Data taken from a collection:
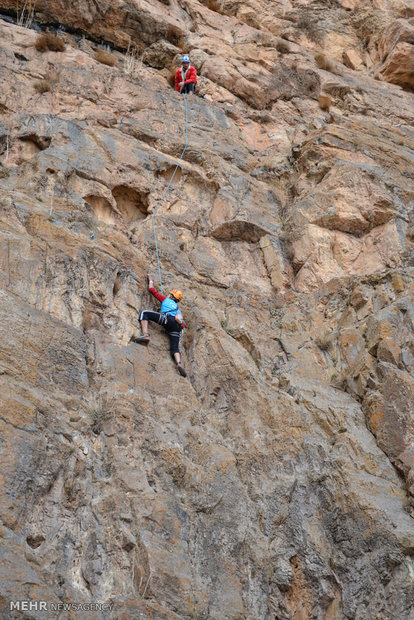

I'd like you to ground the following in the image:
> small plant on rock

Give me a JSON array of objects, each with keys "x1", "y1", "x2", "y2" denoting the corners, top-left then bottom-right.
[
  {"x1": 95, "y1": 49, "x2": 116, "y2": 67},
  {"x1": 276, "y1": 39, "x2": 292, "y2": 54},
  {"x1": 33, "y1": 80, "x2": 52, "y2": 94},
  {"x1": 35, "y1": 32, "x2": 66, "y2": 52},
  {"x1": 315, "y1": 53, "x2": 337, "y2": 73},
  {"x1": 86, "y1": 394, "x2": 115, "y2": 435},
  {"x1": 123, "y1": 44, "x2": 142, "y2": 78},
  {"x1": 16, "y1": 0, "x2": 35, "y2": 28}
]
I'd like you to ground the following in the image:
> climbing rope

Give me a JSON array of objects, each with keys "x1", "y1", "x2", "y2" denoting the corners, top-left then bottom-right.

Task requirements |
Write out all the material again, substituting "locate" for every "ground" and leaving everything else unchanged. Leave out the pictures.

Written answer |
I'd like you to locate the following in the image:
> small plant on rock

Give me a JSON array of objects, each with keys "x1", "y1", "x2", "y2" denoting the corners, top-left then bottom-right.
[
  {"x1": 95, "y1": 49, "x2": 116, "y2": 67},
  {"x1": 276, "y1": 39, "x2": 292, "y2": 54},
  {"x1": 33, "y1": 80, "x2": 52, "y2": 94},
  {"x1": 35, "y1": 32, "x2": 66, "y2": 52},
  {"x1": 315, "y1": 53, "x2": 337, "y2": 73},
  {"x1": 86, "y1": 394, "x2": 115, "y2": 435},
  {"x1": 123, "y1": 44, "x2": 142, "y2": 78},
  {"x1": 16, "y1": 0, "x2": 35, "y2": 28}
]
I'd like you to locate the following in the image:
> climbing rope

Give me a JSON array of objects, each with keys "x1", "y1", "x2", "y2" denoting the corners, top-left then bottom-right.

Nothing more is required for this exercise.